• Data entries:
* * * * * * * * *

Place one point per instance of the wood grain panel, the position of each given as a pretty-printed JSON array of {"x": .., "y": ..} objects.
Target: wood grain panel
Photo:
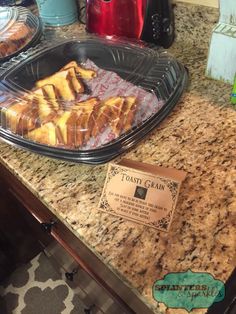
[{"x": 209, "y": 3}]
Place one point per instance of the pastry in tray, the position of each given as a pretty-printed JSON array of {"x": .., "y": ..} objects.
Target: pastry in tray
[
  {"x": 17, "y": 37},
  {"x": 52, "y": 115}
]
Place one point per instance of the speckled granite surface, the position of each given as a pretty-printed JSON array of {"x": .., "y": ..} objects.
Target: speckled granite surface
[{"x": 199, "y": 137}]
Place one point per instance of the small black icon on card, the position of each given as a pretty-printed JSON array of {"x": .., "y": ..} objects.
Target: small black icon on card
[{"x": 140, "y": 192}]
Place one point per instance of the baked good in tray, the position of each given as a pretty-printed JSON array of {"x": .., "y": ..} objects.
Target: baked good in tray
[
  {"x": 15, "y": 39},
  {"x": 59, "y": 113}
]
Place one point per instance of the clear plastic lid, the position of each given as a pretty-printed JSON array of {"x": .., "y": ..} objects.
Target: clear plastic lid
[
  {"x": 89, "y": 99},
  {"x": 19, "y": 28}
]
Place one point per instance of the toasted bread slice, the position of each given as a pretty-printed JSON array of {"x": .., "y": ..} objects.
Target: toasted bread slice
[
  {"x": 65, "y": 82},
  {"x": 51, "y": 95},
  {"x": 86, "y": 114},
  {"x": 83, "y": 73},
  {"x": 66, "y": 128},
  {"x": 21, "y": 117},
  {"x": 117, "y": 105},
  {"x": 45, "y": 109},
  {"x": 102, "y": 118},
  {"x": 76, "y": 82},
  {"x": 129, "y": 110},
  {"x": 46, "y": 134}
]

* * * * * * * * *

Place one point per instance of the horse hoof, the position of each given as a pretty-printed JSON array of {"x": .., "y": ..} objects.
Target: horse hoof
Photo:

* * * * * * * * *

• Exercise description:
Select every line of the data above that contains the word "wood", and copy each one in full.

• Complete response:
Place one point per instance of the wood grain panel, the position of each given as a pretty-printed JSON array of {"x": .., "y": ..} objects.
Target: wood grain panel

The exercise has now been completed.